# Stored items:
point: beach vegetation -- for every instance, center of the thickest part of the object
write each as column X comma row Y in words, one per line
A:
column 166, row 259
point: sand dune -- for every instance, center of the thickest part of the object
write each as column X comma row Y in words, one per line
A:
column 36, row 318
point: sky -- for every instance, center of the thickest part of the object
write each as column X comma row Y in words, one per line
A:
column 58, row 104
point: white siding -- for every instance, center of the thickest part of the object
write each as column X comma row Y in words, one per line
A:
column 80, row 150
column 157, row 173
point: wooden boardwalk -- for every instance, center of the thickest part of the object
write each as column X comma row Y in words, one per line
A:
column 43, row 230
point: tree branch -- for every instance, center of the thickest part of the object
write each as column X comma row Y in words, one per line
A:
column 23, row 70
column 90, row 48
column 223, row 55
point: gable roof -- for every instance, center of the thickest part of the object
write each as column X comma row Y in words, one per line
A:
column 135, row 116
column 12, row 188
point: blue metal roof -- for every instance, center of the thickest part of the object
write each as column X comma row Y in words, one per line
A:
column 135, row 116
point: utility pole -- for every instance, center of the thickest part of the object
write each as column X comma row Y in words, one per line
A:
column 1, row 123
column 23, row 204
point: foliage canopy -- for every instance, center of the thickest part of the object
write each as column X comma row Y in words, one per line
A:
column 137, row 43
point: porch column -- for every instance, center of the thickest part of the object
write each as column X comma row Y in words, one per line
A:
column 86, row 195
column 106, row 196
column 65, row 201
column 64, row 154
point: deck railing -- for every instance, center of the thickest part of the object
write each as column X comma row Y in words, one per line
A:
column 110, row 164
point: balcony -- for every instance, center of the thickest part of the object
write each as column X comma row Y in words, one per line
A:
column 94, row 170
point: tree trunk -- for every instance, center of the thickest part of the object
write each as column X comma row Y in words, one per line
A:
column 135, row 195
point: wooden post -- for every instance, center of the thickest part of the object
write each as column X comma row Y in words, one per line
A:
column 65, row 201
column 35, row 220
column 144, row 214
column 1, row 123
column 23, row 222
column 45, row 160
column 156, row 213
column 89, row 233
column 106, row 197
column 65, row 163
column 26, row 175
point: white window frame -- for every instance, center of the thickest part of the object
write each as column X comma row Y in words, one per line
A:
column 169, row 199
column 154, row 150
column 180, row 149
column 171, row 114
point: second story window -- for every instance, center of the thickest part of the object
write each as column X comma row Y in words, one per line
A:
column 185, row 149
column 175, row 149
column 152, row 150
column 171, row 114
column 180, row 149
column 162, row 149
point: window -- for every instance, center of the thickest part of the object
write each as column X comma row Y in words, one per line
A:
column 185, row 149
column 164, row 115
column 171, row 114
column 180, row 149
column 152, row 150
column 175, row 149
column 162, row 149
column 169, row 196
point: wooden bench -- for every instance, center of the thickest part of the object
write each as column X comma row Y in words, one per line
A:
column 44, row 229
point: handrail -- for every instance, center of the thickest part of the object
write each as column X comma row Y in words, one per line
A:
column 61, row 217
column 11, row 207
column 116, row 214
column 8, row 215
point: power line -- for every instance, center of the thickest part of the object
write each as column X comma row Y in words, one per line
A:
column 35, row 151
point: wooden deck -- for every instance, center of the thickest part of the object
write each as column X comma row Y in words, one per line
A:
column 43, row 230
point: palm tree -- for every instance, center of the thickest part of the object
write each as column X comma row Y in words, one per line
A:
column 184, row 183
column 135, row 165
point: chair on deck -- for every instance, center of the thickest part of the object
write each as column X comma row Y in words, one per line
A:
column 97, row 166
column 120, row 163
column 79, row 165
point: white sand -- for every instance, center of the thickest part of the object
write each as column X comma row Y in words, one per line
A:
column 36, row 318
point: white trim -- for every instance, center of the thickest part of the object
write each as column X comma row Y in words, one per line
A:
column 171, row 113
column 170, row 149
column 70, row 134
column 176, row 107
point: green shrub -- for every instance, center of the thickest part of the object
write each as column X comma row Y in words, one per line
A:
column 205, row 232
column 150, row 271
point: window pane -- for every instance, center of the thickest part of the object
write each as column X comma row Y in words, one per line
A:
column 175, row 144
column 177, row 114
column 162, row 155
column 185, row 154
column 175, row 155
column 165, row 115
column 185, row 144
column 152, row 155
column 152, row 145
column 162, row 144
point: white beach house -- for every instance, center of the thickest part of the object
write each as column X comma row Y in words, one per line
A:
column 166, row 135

# Exercise details:
Please output every record above word for word, with nothing changed, added or left out.

# The answer:
point: beach vegetation -- for every instance, center of the thickest part of the object
write each as column X comma row Y in words, one per line
A:
column 166, row 259
point: sand dune -- for every instance, center of the thickest part of the object
write each as column X comma row Y in words, one per line
A:
column 36, row 318
point: sky -- for every instance, center of the thickest part of the object
write each as column X comma row Y in words, one per line
A:
column 58, row 104
point: white siding -- for every instance, center of the thickest part of the object
write each as column X comma row Y in words, one per line
A:
column 80, row 150
column 157, row 173
point: wooden boardwalk -- for every instance, center of the thickest part of the object
write each as column X comma row Y in words, one per line
A:
column 43, row 230
point: tree branch -- for every instance, center of the thickest part of the object
write each as column X comma row Y in words, one per line
A:
column 23, row 70
column 90, row 48
column 223, row 55
point: gable roof -- for every instance, center of the thickest part of the object
write each as column X comma row Y in words, one per line
A:
column 135, row 116
column 12, row 188
point: blue metal roof -- for every instance, center of the thickest part of the object
write each as column X comma row Y in words, one per line
A:
column 135, row 116
point: utility pole -- for every instance, center of the thickest part of the object
write each as column X comma row Y in words, one per line
A:
column 1, row 123
column 23, row 204
point: foliage canopy -- for every instance, center of the thickest part of the object
write each as column X comma row Y in words, one per line
A:
column 137, row 43
point: porch column -- for every instance, center of the thickest part of the object
write each as column X comma row Y in words, one per line
A:
column 86, row 195
column 106, row 196
column 65, row 201
column 64, row 154
point: deck railing -- for every instance, center of the thickest part of the object
write each as column X comma row Y in words, one per line
A:
column 110, row 164
point: balcony -- for every instance, center of the thickest part of the object
write each as column X comma row Y in words, one per line
A:
column 94, row 170
point: tree trunk -- for every instance, center of the thickest part of the object
write each as column X comma row Y in words, one per line
A:
column 135, row 195
point: wooden post -- for every instance, center of the thickest part of the object
write each as column X comma row Y in words, one per line
A:
column 65, row 201
column 35, row 220
column 144, row 214
column 1, row 123
column 23, row 222
column 45, row 160
column 156, row 213
column 89, row 233
column 106, row 197
column 65, row 163
column 26, row 175
point: white window frame -- for every instance, center of the thickest part of the object
write each as column X comma row Y in words, one per line
A:
column 169, row 199
column 154, row 150
column 180, row 149
column 171, row 114
point: second story window -- for every instance, center of the thickest part of the object
write each as column X comma row Y in words, one per line
A:
column 185, row 149
column 175, row 149
column 152, row 150
column 171, row 114
column 180, row 149
column 162, row 149
point: window -- for every instance, center of the thickest part of the object
write each as column X comma row Y in words, one per line
A:
column 185, row 149
column 164, row 115
column 171, row 114
column 180, row 149
column 152, row 150
column 175, row 149
column 162, row 149
column 169, row 196
point: wooden bench -- for every instance, center of the thickest part of the object
write each as column X comma row Y in words, one per line
A:
column 44, row 229
point: handrail -- for every instance, center of the thickest part of the object
write each as column X comma row Y in words, one per line
A:
column 61, row 217
column 11, row 207
column 116, row 214
column 8, row 215
point: power line -- for every instance, center of the thickest part of the object
write each as column X comma row Y in words, one per line
A:
column 35, row 151
point: wooden deck -- for every instance, center of the thickest part of the object
write each as column X comma row Y in words, one per line
A:
column 43, row 230
point: palm tree -- for every instance, center of the thickest part of the object
write each as column X comma row Y in words, one per line
A:
column 184, row 183
column 135, row 165
point: chair on deck -- for every instance, center of the thickest part of the object
write each as column X comma row Y in words, one per line
A:
column 97, row 166
column 120, row 163
column 79, row 165
point: white sand -- for every instance, center of the thickest part of the object
write each as column X comma row Y in words, one per line
A:
column 36, row 318
point: white trim -- for every instance, center of the thickest part of the object
write each as column X comma row Y in words, one per line
A:
column 171, row 113
column 170, row 149
column 70, row 134
column 176, row 107
point: green shrub -- for every instance, center of the thickest part of the object
write each as column X comma row Y in words, one per line
A:
column 205, row 232
column 150, row 271
point: window pane -- for every instance, center of the thickest part of the object
write each as column X comma row Y in words, one per line
A:
column 175, row 144
column 177, row 114
column 162, row 155
column 185, row 154
column 175, row 155
column 165, row 115
column 185, row 144
column 152, row 155
column 152, row 145
column 162, row 144
point: white beach house -- for every instance, center of the thickest part of the object
write each as column X comma row Y in words, one per line
A:
column 166, row 135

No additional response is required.